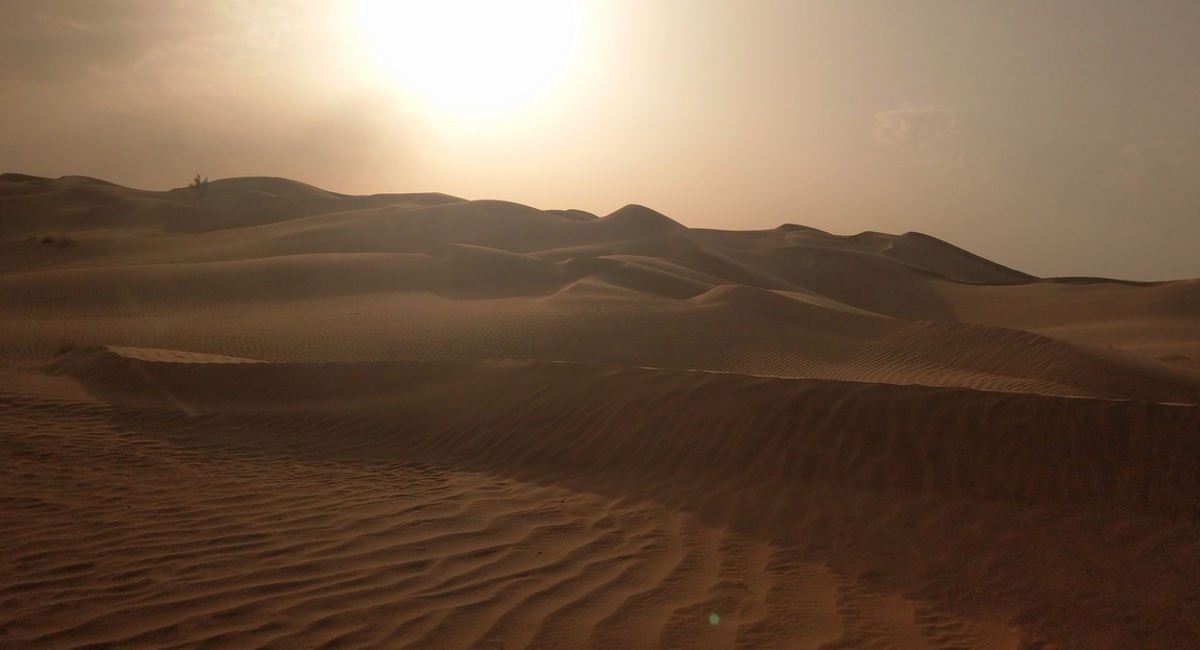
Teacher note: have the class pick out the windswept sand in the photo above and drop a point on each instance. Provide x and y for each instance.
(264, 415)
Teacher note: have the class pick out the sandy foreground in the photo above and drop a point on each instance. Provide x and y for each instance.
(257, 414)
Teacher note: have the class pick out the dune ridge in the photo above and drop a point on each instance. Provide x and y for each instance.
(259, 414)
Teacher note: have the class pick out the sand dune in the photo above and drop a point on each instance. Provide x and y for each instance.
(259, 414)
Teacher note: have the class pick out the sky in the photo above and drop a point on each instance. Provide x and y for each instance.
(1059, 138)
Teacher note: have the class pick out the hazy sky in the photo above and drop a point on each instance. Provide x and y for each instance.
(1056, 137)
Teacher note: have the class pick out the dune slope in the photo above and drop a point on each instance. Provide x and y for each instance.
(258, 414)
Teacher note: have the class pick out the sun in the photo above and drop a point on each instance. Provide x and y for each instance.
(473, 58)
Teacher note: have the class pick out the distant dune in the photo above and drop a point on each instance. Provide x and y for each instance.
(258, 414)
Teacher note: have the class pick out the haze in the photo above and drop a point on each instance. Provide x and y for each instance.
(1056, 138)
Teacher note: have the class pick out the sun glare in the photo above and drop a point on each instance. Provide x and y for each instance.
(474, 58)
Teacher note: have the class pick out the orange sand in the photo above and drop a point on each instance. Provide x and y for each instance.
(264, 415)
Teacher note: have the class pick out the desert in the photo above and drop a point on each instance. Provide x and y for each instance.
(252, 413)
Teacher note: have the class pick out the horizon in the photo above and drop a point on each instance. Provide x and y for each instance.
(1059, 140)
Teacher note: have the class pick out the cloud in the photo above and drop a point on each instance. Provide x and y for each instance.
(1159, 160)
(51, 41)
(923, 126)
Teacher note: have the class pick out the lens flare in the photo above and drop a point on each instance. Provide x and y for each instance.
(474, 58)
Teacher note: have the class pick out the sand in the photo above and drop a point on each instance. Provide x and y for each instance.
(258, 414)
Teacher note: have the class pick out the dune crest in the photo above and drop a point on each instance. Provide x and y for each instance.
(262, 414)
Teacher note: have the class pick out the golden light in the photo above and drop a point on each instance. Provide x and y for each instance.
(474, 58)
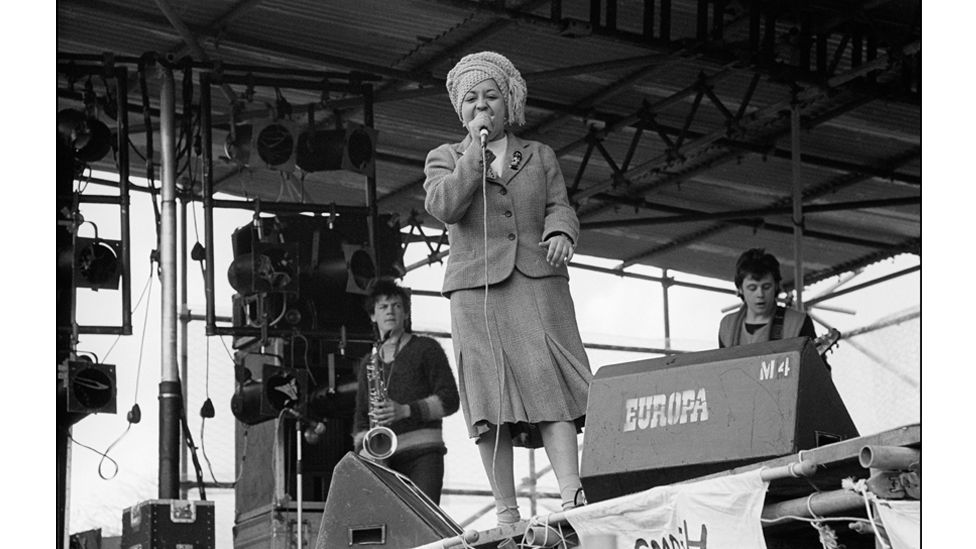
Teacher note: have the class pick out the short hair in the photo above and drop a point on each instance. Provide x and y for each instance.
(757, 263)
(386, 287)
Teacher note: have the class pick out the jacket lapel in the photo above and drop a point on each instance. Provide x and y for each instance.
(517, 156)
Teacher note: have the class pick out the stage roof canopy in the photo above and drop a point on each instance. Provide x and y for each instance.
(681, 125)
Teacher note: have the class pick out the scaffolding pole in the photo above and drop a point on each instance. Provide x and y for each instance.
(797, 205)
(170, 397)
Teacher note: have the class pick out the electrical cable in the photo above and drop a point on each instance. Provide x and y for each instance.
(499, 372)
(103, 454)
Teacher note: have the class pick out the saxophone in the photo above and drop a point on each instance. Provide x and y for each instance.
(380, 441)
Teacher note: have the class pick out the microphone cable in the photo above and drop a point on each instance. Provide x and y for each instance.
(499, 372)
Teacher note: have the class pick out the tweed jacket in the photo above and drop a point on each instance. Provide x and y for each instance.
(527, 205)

Work to do — Format every line of the items above as a numbered list, leaving out blank lines and the pictures.

Response for this exercise —
1. Teacher note: have the class pick out the windswept sand in the photo above and drop a point on each instance. Provide x and y for each instance.
2. (264, 415)
3. Teacher note: have the class pick out the sandy foreground in the photo above and drop a point on each instance. Provide x and y for each instance.
4. (257, 414)
5. Teacher note: have the class pick out the dune ridge in the photo above and drop a point on each instance. Provide x and y for each instance.
6. (259, 414)
7. Teacher note: have the class pick out the sand dune in the photo above and drop a point on each instance. Provide x and y for each instance.
8. (259, 414)
9. Teacher note: have the class pick out the sky in the photo above and drop a point on each instance. Provide x and y for each instance.
10. (1059, 138)
11. Teacher note: have the class pick out the hazy sky in the photo above and drop a point on each instance. Provide x and y for each instance.
12. (1056, 137)
13. Teacher note: have the class pick out the dune slope in the photo above and drop a point on each instance. Provide x and y for each instance.
14. (258, 414)
15. Teacher note: have the class pick out the sun in the photo above and drop a point on each instance. Provide x and y for each instance.
16. (473, 58)
17. Teacher note: have the class pick out the distant dune in the photo above and drop a point on each instance. Provide x and y for each instance.
18. (258, 414)
19. Teacher note: have the class pick out the haze in the photo above and drop a point on each instance. Provide x and y for each instance.
20. (1056, 138)
21. Teacher note: have the class pick out the sun glare in the photo above and drop a point on each instance. Provide x and y for each instance.
22. (474, 58)
23. Teacher note: have the class pick out the orange sand in the photo above and drop a point on each instance. Provide x and y for each instance.
24. (264, 415)
25. Teacher note: have the class pick out the desert in the photo above and drop a point on each instance. Provide x and y for each instance.
26. (252, 413)
27. Teacher note: have the class pick out the horizon in the photo above and drop a point on each instance. Provide x and y for each instance.
28. (1059, 140)
29. Teacher note: have the class pick out the cloud in the photo above and drop a point on each instance. Provide x and y for each instance.
30. (1159, 160)
31. (51, 41)
32. (923, 126)
33. Teacher note: have the class pick out the lens flare in the photo above and drop a point on each instance. Provide x and y for each instance.
34. (474, 58)
35. Teacher note: have the class pick out the sand in the photo above and drop a point on each instance. Provide x and y for each instance.
36. (258, 414)
37. Teacher note: have the class pick out the dune crest in the photo above and drop a point on each instance. Provide x and y for each instance.
38. (262, 414)
39. Teacher note: have the class pick out the golden light in the photo above and drop a point on each instance. Provide x and y for each instance.
40. (474, 58)
41. Teacher note: have the class pick out the short hair in the photo above and drop a point on each instance. Provide x and y for each instance.
42. (757, 263)
43. (386, 287)
44. Teacher note: have the class pick out the jacket lapel in the photo above and drop a point on each instance. Provide x and y for each instance.
45. (517, 156)
46. Teacher note: have the class pick out the stage roof canopy in the photo above and drop a point on each instance. Provide x and y for each instance.
47. (681, 125)
48. Teacher note: have the class pick out the scaffolding pole in the photo above and drop a point on each instance. Provide x and y for each instance.
49. (797, 205)
50. (170, 397)
51. Teacher note: have the class pick out the electrical cable in the photo above and drop a point on each instance. Provide x and y for each instance.
52. (499, 372)
53. (103, 454)
54. Teacher note: have the class pick out the saxophone in the photo above and drop a point on each instance. Provide x and y for each instance.
55. (380, 441)
56. Teacher note: have the class pick out the microphone cable in the photo above and drop a point on each instance. Provide x and y for each instance.
57. (499, 372)
58. Teacher note: have the class pick out the tweed jacket in the photo above and drop a point on each instance. Provide x and y for each instance.
59. (527, 205)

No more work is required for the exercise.